Задание → Напишите продолжение текста о Горине, его жене Любе и Лене Кореневой, начав сразу после его последней фразы.

Исходный текст →
------------------------------------

Марту должна была играть Догилева. Но летом перед съемками Гриша и Люба познакомились в Крыму с молоденькой Леной Кореневой, которую тогда никто почти не знал. И Горин стал просить Захарова попробовать ее на возлюбленную барона. Захаров не хотел, но Грише отказать не мог. И вот смотрят пробы. И Лена слышит, как Горин шепчет жене (Гриша любил, чтоб она и в театре на репетициях, и на съемочных площадках была рядом): «Гляди-ка, вон она, наша девочка!»

У них не было детей. Некоторые считают, что это было еще одной, дополнительной, так сказать, «скрепой» их брака. Мол, ничто не отвлекало друг от друга. Неправда. Это была общая боль. Хотя она, конечно, тоже объединяет…

Марта-Коренева стала на время как бы их дочка.

------------------------------------

Предоставленные записи →
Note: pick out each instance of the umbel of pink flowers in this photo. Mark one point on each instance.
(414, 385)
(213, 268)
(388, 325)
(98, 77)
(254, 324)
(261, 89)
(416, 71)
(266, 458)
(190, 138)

------------------------------------

Ответ на задание →
Всё, к чему прикасался Григорий Горин, становилось предметом искусства. Его особой, трагикомической литературы. Рассматривая свою последнюю кардиограмму, он сказал: «Один зубец мне особенно удался». Так мог бы сказать Мюнхгаузен, если бы в его время знали способы измерения работы сердца. О любви, жизни и смерти мудрого комедиографа Горина можно, конечно, написать книжку. И ее, конечно, напишут. Но лично я бы не стала. Потому что он сам все это давно описал в своей лучшей пьесе. В которой придумал одну главную штуку (повторенную, вернее, проверенную на «Формуле любви», «Свифте», «Тиле», «Шуте Балакиреве») – что смерти нет.

Горин как Уленшпигель

В 1973 году Марк Захаров был назначен главным режиссером в Московский театр имени Ленинского комсомола. И стал искать пьесу, которая, по его словам, не напоминала бы ему об этом страшном названии. Причем задачу Марк Анатольевич поставил перед собой и коллегами довольно исключительную: желательно мюзикл, по-настоящему веселый, по возможности феерический, «с глубокой идейной первоосновой». Ну, типа – шансонетка-профессор.

К счастью, в момент, когда остро встал вопрос «а не замахнуться ли нам на Вильяма нашего Шекспира», в гости пришел режиссер Анатолий Силин и в своей безапелляционной манере указал: ставить надо «Тиля Уленшпигеля»!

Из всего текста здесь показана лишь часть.